▸ **To do**
In the records, find every line with the word "background" and copy it out.

Data excerpts
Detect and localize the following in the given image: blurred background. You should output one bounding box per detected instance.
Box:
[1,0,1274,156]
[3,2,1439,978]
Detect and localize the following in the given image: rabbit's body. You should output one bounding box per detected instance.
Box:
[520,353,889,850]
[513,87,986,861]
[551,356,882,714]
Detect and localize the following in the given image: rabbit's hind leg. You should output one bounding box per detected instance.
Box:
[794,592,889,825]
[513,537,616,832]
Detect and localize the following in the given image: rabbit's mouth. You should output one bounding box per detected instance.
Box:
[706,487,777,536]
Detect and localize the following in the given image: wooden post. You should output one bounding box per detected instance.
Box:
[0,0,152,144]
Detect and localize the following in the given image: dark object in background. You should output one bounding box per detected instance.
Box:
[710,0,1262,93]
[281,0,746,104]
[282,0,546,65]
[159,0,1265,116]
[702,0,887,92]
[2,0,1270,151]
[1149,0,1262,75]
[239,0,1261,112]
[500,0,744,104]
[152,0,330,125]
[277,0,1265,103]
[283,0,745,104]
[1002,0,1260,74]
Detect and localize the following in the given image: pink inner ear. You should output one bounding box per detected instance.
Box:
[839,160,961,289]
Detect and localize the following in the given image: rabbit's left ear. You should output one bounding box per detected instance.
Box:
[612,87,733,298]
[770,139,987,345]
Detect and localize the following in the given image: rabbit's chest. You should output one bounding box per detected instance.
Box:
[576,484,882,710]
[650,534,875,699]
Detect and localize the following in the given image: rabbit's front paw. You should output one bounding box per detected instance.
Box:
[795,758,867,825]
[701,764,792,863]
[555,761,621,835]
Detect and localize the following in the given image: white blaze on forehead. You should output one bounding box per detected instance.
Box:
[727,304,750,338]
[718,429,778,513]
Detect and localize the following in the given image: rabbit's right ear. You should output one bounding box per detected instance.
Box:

▸ **Your response**
Detect and localize the following in the given image: blurred background. You should output one bounding box per detected instance.
Detect and localize the following in the given image: dark object in background. You should output one bounding box per detected instance.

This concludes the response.